Aufgabe:
Beantworten Sie anhand des Textauszugs die folgenden Fragen.
(a) Welches Gedicht von Eduard Mörike konnten die Frauen lesen?
(b) In welchem Jahr und in welcher Stadt wurde Ilse Helbich geboren?
(c) In welchem Jahr erschien ihr erster Roman „Schwalbenschrift“?

Textauszug:

Gleich danach konnten die Frauen das Gedicht „Die heilige Nacht“ von Eduard Mörike (1804-1875) lesen: „Gesegnet sei die heilige Nacht, die uns das Licht der Welt gebracht!“ Die Corona-Zeit macht uns noch immer zu schaffen. Wir müssen hoffen! Friedrich Hölderlin (1770-1843) drückte es einst so aus: „Was wäre das Leben ohne Hoffnung? Ein Funke, der aus der Kohle springt und verlischt, und wie man bei trüber Jahreszeit einen Windstoß hört, der einen Augenblick saust und dann verhallt, so wäre es mit uns?“
Gedankenspiele über die Gelassenheit
Die österreichische Publizistin und Schriftstellerin Dr. Ilse Helbich und ihre Werke sind uns von unseren Treffen mit Literatur gut bekannt. Geboren ist sie 1923 in Wien, sie promovierte in Germanistik und lebt im Kamptal. Erst 1989 begann sie Prosa zu schreiben. Ihr erster Roman „Schwalbenschrift“ erschien 2003 und den bekamen wir direkt aus dem Verlag. Mit ihrer Prosa „Das Haus“ landete sie 2009 einen überraschenden Erfolg. Dieses Buch hat uns die Autorin geschickt. „Zwei Geschichten vom Glück“ (2018) hat uns die Autorin mit der Widmung „Danke für Ihre Lese-Treue“ geschickt.

Angezeigte Daten:
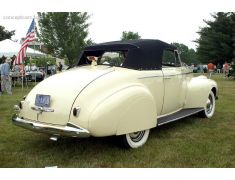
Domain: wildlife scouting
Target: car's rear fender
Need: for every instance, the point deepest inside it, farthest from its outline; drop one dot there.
(198, 91)
(128, 110)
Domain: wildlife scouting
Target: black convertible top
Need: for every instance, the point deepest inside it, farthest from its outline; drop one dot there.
(144, 54)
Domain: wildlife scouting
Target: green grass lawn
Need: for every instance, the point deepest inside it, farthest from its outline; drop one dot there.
(190, 142)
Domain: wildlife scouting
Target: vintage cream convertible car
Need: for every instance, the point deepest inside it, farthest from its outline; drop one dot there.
(117, 89)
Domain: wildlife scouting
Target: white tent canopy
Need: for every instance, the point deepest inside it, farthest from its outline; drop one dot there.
(9, 48)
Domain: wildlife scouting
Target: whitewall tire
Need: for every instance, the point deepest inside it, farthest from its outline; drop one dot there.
(136, 139)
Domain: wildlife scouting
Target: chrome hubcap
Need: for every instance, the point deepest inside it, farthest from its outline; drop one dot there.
(137, 136)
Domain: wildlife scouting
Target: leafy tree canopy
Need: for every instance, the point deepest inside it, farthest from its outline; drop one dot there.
(129, 35)
(217, 40)
(64, 33)
(187, 55)
(5, 34)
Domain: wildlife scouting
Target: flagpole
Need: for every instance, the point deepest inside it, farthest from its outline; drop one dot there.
(34, 50)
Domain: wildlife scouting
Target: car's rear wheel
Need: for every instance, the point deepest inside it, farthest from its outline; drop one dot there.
(209, 108)
(135, 139)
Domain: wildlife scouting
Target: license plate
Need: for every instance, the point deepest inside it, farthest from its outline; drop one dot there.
(42, 100)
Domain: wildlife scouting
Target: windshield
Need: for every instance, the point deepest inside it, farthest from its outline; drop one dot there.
(112, 58)
(109, 58)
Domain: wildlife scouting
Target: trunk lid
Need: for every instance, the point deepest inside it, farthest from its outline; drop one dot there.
(63, 89)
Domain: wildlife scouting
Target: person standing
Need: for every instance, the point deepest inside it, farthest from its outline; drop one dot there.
(5, 76)
(210, 68)
(60, 67)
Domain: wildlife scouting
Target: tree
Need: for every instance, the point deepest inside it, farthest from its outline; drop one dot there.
(64, 33)
(129, 35)
(187, 55)
(217, 40)
(4, 34)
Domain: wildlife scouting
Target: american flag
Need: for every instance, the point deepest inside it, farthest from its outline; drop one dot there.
(30, 36)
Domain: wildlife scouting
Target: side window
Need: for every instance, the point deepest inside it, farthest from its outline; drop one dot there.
(170, 58)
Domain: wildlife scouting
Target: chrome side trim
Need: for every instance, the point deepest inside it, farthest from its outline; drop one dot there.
(180, 117)
(68, 130)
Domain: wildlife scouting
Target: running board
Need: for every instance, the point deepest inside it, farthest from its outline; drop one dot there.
(178, 115)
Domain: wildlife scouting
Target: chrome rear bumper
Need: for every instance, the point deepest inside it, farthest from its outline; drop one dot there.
(69, 130)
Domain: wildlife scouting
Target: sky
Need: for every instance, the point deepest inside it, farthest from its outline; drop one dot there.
(169, 21)
(108, 26)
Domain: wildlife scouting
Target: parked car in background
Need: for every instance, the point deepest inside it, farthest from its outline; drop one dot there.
(35, 75)
(121, 89)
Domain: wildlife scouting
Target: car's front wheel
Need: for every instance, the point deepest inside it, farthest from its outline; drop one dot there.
(135, 139)
(209, 108)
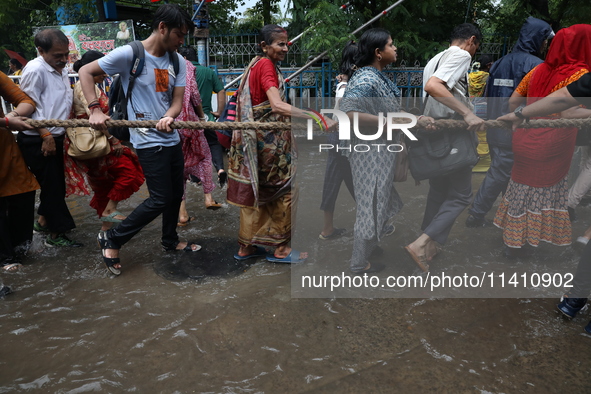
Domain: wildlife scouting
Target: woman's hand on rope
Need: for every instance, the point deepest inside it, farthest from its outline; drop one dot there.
(116, 147)
(97, 120)
(17, 123)
(512, 119)
(164, 124)
(474, 122)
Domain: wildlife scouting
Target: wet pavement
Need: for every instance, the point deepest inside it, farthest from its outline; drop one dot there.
(200, 322)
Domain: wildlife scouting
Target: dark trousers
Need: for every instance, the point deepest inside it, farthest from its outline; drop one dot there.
(217, 151)
(17, 214)
(582, 281)
(163, 168)
(495, 182)
(338, 170)
(49, 171)
(448, 196)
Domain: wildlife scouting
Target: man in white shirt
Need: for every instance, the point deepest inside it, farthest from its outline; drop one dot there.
(45, 80)
(156, 95)
(445, 79)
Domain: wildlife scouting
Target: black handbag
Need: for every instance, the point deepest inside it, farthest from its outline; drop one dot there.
(441, 153)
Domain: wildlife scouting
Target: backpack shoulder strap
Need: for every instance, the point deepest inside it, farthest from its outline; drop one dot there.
(137, 65)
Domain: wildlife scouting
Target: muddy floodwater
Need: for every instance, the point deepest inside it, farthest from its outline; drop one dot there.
(200, 322)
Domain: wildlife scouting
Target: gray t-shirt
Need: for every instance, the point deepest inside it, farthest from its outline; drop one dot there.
(152, 93)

Ergebnis:
(a) „Die heilige Nacht“
(b) 1923 in Wien
(c) 2003